### DIRECTIVE 1
How many lines in the entries below contain the string "curtain"? Give only the number.

If we receive more controlled bytes than we authorized, the state machine emits the Flow Control Error event. The connection should be terminated with a protocol error in this case.
The state machine emits the Increase Window event when it thinks that the peer
should be advanced more flow control credit (i.e., when the CWM should be
bumped). numBytes
is the new CWM value, and is monotonic with regard to all
previous Increase Window events emitted by the state machine.
The state machine is passed the On Retire Controlled bytes event when one or more controlled bytes are dequeued from any stream and passed to the application.
The state machine uses the cadence of the On Retire Controlled Bytes events it receives to determine when to increase the flow control window. Thus, the On Retire Controlled Bytes event should be sent to the state machine when processing of the received controlled bytes has been completed (i.e., passed to the application).
RX-side stream-level flow control works similarly to RX-side connection-level flow control. There are a few differences:
There is no On RX Controlled Bytes event.
The On Retire Controlled Bytes event may optionally pass the same event to a connection-level flow controller (an implementation decision), as these events should always occur at the same time.
An additional event is added, which replaces the On RX Controlled Bytes event:
---> event: On RX Stream Frame (offsetPlusLength, isFin)
This event should be passed to the state machine when a STREAM frame is
received. The offsetPlusLength
argument is the sum of the offset field of
the STREAM frame and the length of the frame's payload in bytes. The isFin
argument should specify whether the STREAM frame had the FIN flag set.
This event is used to generate the internal On RX Controlled Bytes event to the connection-level flow controller. It is also used by stream-level flow control to determine if flow control limits are violated by the peer.
The state machine handles offsetPlusLength
monotonically and ignores the
event if a previous such event already had an equal or greater value. The
reason this event is used instead of a On RX (numBytes)
style event is that
this API can be monotonic and thus easier to use (the caller does not need to
remember if they have already counted a specific controlled byte in a STREAM
frame, which may after all duplicate some of the controlled bytes in a
previous STREAM frame).
For RX flow control we must determine our window size. This is the value we add to the peer's current SWM to determine the new CWM each time as RWM reaches the threshold. The window size should be adapted dynamically according to network conditions.
Many implementations choose to have a mechanism for increasing the window size but not decreasing it, a simple approach which we adopt here.
The common algorithm is a so-called auto-tuning approach in which the rate of window consumption (i.e., the rate at which RWM approaches CWM after CWM is bumped) is measured and compared to the measured connection RTT. If the time it takes to consume one window size exceeds a fixed multiple of the RTT, the window size is doubled, up to an implementation-chosen maximum window size.
Auto-tuning occurs in 'epochs'. At the end of each auto-tuning epoch, a decision is made on whether to double the window size, and a new auto-tuning epoch is started.
For more information on auto-tuning, see Flow control in QUIC and QUIC Flow Control.

### DIRECTIVE 2
In the section on RX flow control above, what happens to the window size when consuming one window takes longer than a fixed multiple of the RTT?

### DATA IN THIS EXERCISE
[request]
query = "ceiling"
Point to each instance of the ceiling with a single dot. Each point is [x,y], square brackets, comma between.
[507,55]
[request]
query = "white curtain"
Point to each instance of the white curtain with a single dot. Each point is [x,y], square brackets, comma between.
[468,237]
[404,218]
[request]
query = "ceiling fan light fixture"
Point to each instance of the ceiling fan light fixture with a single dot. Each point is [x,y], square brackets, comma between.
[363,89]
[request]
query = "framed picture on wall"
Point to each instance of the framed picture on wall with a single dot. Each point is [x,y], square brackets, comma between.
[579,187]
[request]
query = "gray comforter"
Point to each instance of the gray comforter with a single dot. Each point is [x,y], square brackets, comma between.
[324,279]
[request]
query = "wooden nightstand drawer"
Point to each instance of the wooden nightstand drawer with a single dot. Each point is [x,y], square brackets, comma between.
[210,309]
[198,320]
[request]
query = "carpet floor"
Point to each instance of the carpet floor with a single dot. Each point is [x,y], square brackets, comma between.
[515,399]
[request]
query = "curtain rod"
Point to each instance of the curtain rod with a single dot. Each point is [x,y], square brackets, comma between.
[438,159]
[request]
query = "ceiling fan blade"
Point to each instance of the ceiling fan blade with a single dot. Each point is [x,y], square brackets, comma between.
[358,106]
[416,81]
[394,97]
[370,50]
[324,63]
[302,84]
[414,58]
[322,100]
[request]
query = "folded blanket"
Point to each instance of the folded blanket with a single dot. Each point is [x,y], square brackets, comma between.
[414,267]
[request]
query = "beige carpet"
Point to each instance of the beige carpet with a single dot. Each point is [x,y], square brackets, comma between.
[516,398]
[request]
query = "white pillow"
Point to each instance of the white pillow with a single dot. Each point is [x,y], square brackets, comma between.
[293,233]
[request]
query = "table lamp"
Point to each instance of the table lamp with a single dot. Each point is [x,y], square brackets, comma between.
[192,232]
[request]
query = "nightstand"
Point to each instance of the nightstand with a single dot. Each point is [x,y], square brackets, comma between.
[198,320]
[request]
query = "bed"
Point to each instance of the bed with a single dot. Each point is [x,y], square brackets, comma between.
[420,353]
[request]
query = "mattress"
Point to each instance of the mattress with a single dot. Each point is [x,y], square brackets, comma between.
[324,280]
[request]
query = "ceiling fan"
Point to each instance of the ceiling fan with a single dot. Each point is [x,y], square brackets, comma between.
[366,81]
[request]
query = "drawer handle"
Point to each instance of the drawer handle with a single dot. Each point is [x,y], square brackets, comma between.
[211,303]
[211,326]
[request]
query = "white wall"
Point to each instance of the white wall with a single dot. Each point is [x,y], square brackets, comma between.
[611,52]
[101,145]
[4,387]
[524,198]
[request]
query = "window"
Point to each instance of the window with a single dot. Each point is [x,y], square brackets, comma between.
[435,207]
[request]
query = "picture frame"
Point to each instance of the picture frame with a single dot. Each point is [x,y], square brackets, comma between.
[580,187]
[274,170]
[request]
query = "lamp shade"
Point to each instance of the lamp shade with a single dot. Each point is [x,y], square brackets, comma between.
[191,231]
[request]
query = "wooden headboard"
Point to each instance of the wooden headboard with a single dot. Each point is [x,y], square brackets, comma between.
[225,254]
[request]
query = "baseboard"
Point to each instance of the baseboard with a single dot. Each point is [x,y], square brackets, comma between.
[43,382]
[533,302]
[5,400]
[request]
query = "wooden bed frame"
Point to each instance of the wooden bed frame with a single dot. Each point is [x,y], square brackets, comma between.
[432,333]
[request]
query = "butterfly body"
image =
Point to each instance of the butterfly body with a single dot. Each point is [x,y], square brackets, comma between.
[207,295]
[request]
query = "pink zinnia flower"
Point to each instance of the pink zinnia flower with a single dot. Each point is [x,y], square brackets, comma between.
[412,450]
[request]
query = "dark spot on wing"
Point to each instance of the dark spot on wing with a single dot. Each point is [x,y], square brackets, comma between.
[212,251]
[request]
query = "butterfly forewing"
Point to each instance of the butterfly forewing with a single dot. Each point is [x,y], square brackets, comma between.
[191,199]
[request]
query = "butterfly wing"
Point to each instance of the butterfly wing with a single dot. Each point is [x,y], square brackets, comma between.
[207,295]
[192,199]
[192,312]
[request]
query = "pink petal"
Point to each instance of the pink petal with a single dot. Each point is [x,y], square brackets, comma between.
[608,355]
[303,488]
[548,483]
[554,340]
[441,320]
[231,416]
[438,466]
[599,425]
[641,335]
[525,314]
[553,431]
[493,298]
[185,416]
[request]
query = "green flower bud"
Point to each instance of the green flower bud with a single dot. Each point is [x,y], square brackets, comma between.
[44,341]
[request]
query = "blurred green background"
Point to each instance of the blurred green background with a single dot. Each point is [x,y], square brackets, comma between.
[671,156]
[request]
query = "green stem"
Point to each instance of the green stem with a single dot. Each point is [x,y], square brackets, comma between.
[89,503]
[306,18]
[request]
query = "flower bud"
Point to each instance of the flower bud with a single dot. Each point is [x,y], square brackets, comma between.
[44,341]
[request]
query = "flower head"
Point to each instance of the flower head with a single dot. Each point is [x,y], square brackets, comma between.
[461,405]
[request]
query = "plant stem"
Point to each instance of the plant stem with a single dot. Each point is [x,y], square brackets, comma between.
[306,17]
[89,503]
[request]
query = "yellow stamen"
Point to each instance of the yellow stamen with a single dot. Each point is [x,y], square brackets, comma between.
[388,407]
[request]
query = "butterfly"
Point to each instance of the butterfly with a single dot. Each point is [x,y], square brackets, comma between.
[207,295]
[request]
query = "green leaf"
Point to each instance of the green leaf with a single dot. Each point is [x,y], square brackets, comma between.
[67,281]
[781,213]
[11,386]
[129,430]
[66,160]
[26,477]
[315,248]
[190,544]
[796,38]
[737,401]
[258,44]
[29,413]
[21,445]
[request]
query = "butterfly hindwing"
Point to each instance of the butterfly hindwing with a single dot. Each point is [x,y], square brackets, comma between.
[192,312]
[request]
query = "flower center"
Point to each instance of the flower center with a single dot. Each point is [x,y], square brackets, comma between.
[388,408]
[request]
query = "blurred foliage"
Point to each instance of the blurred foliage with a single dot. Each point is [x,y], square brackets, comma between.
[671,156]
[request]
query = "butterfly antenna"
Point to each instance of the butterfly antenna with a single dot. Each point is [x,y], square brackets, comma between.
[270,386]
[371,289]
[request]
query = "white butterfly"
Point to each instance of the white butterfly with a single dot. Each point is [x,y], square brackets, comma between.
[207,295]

* * *

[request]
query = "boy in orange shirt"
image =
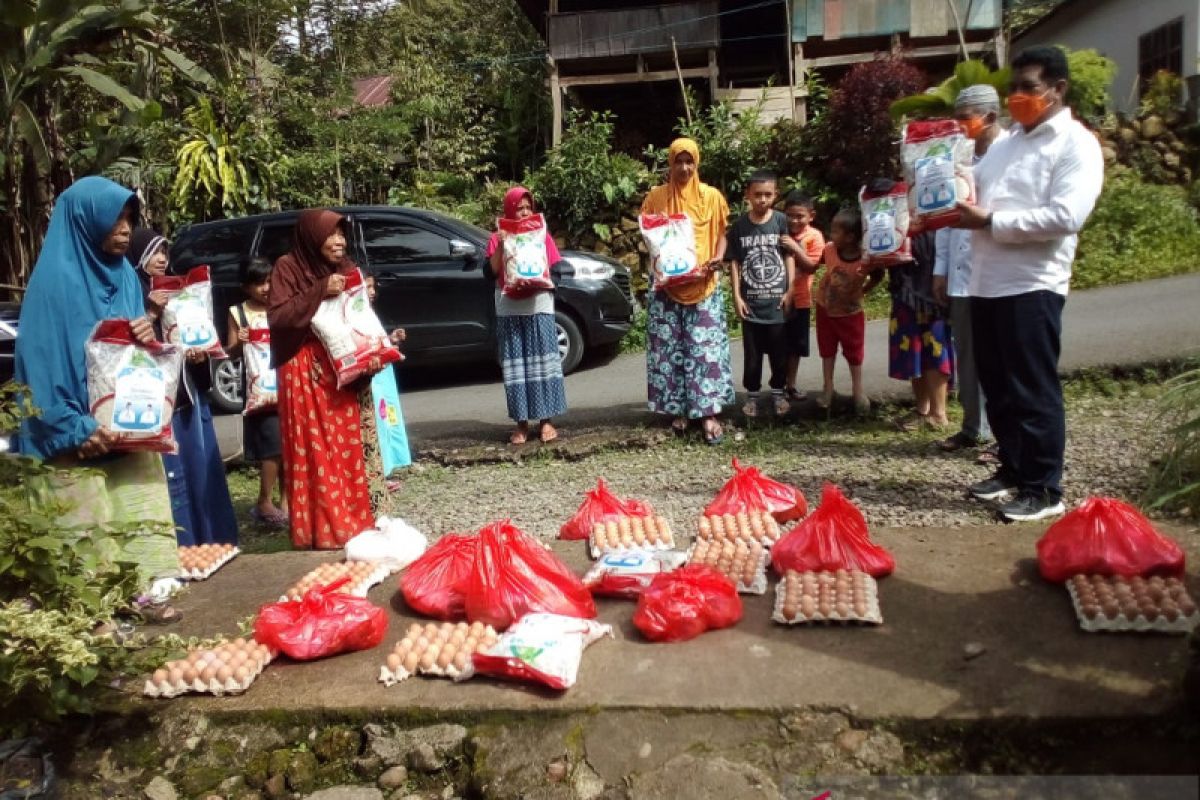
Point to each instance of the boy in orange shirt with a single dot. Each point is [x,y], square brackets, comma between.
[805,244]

* * *

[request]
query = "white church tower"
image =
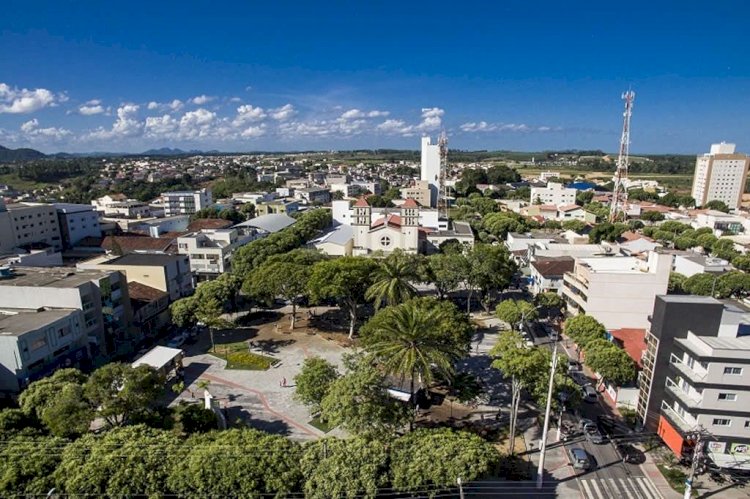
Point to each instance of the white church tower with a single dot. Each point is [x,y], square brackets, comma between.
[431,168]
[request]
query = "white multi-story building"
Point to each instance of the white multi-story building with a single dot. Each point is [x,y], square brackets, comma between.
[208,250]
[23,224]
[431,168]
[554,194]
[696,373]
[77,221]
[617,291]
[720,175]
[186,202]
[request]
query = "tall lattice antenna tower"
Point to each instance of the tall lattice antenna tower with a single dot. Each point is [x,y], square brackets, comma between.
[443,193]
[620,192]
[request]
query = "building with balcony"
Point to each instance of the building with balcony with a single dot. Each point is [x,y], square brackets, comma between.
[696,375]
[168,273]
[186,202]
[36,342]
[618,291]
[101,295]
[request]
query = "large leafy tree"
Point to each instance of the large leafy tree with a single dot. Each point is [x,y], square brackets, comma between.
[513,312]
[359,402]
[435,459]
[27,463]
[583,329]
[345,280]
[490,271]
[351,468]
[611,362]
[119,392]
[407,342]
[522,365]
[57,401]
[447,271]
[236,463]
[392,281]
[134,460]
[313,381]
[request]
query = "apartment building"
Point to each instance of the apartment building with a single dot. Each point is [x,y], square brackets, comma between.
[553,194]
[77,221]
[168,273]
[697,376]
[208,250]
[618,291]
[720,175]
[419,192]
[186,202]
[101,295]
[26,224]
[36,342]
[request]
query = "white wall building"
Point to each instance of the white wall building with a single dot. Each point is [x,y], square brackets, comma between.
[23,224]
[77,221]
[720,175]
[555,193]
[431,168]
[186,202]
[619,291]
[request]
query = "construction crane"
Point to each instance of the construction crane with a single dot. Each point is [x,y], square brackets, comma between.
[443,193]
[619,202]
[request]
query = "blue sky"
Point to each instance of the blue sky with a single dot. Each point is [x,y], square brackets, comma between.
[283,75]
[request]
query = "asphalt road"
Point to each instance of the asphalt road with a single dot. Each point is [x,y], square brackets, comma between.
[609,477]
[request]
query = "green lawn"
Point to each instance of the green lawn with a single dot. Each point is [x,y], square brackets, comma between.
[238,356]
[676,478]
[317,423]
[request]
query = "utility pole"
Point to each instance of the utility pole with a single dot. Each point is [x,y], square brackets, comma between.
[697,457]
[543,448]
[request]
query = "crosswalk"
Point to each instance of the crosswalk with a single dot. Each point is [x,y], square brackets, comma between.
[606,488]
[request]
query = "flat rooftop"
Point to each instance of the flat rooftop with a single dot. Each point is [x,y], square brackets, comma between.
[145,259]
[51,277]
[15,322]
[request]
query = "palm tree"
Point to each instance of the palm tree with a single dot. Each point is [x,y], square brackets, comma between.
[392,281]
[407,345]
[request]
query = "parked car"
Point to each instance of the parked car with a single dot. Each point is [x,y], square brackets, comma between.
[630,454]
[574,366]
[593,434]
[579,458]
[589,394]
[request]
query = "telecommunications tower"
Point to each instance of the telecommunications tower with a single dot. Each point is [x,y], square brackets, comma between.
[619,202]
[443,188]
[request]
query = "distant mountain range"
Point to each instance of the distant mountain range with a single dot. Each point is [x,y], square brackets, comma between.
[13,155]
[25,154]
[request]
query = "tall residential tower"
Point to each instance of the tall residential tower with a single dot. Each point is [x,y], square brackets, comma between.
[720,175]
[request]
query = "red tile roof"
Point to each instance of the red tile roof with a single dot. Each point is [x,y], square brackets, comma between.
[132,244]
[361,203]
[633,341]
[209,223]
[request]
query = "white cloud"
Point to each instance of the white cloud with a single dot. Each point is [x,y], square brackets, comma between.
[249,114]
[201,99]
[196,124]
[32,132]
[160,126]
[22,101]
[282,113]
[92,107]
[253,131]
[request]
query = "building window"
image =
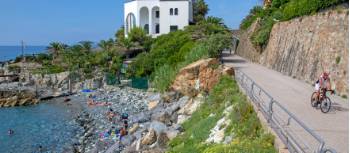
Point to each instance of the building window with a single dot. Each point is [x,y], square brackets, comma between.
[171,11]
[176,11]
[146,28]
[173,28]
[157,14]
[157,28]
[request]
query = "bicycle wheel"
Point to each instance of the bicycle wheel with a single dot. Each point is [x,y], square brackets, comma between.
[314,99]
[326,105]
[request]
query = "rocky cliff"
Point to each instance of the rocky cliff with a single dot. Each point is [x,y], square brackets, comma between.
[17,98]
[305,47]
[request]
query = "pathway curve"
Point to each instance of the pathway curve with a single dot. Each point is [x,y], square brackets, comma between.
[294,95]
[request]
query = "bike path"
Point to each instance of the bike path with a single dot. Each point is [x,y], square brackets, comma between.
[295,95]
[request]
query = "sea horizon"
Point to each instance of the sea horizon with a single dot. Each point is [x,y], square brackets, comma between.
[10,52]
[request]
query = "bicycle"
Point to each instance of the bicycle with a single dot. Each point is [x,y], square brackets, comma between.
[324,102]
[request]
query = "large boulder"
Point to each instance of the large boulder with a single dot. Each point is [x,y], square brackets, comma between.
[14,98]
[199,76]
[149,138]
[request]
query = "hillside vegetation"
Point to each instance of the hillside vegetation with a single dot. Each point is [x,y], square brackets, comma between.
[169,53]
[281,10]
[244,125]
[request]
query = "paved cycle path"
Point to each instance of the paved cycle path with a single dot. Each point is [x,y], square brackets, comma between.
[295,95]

### ANSWER 1
4

### ANSWER 2
The window size is doubled, up to an implementation-chosen maximum window size.